- **Selected extract**
--- START ---

Debt Ceiling Battle Won, but Deficit War Undetermined

President Barack Obama avoided a debt ceiling crisis with Tuesday’s signing of the compromise bill. But economics fellow J.D. Foster warns that Congress must now convince credit rating companies that the nation is serious about eliminating the deficit if it wishes to protect America's credit.

Foster, a senior fellow of economics of fiscal policy at the Heritage Foundation, said America's Triple-A rating may have been spared from an August 3 collapse, but cautioned, "Ultimately, the credit rating agencies are going to be following the markets, not leading them."

America is enjoying a false sense of comfort, he contends. The debt ceiling has been lifted by an additional $400 billion, and the 10-year Treasury bond yield – the benchmark of the nation's economic health – rests at a favorably low of about 2.67 percent.

"At the moment the credit markets don't seem too worried about [America's credit rating]," he summed.

But the coast is far from clear.

"Essentially what has happened is that we've made some progress on deficits," explained Foster. "But a lot more [progress] needs to made, and the markets are going to be ... waiting to see if additional progress is going to be made in the next two years."

The president acknowledged the need for additional steps in his Rose Garden address.

Obama praised the deal's passage, stating, "It's an important first step to ensuring that as a nation we live within our means."

He continued, "This is, however, just the first step. This compromise requires that both parties work together on a larger plan to cut the deficit."

The plan, passed in the Senate Tuesday by a 74-26 vote, establishes a 12-member bipartisan committee tasked with designating $1.2 to $1.5 trillion in cuts by Thanksgiving.

During a White House conference call, senior adviser David Plouffe said the commission's reduction proposals "will fall largely in the areas of tax reform, closing tax loopholes for the very wealthy [and] for corporations, making sure that the middle class are protected, lower tax rates ... as well as entitlement reform."

Foster is skeptical about the future effectiveness of the committee. While he says there is a chance that members may successfully pass the trillion-dollar reductions, he also questions if it is more possible that the committee will be hampered by partisan bickering.

"As for the joint committee I don't expect it to be anything more than another opportunity for people to debate policy but without anything becoming of it," he said.

If the committee does not successfully propose reforms, automatic trigger cuts will be made to various budgets such as the military's budget

While this enactment mechanism may sound like a favorable backup, Foster say the automatic cuts are punitive in nature and will likely be so severe no Democrat or Republican will support them.

--- END ---

- **Data extract**
--- START ---

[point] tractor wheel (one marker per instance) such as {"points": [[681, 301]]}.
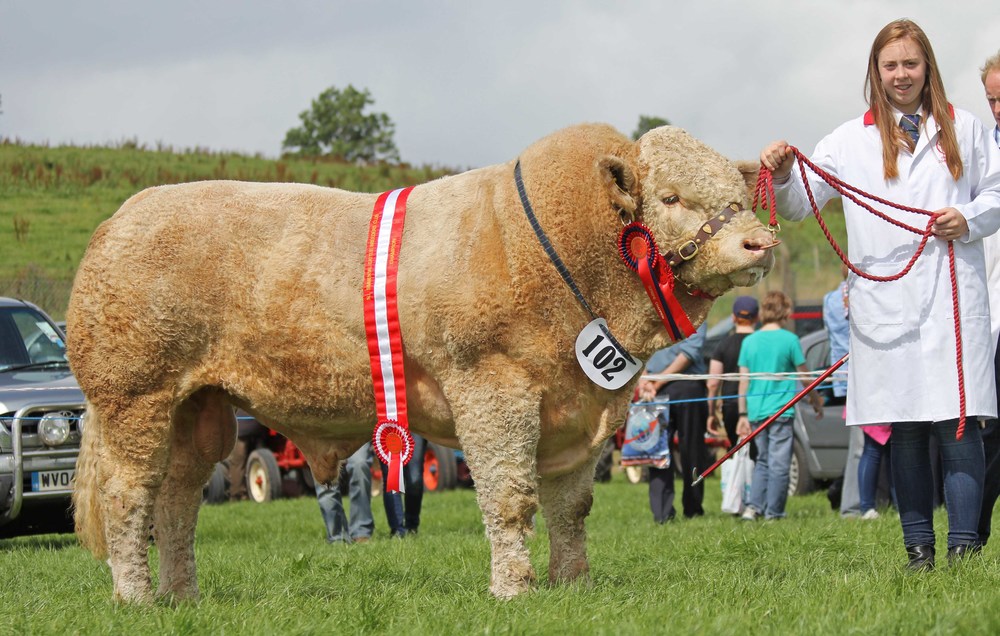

--- END ---

Return the passage of the debt ceiling article from "America is enjoying" to "Rose Garden address.", copied word for word.

America is enjoying a false sense of comfort, he contends. The debt ceiling has been lifted by an additional $400 billion, and the 10-year Treasury bond yield – the benchmark of the nation's economic health – rests at a favorably low of about 2.67 percent.

"At the moment the credit markets don't seem too worried about [America's credit rating]," he summed.

But the coast is far from clear.

"Essentially what has happened is that we've made some progress on deficits," explained Foster. "But a lot more [progress] needs to made, and the markets are going to be ... waiting to see if additional progress is going to be made in the next two years."

The president acknowledged the need for additional steps in his Rose Garden address.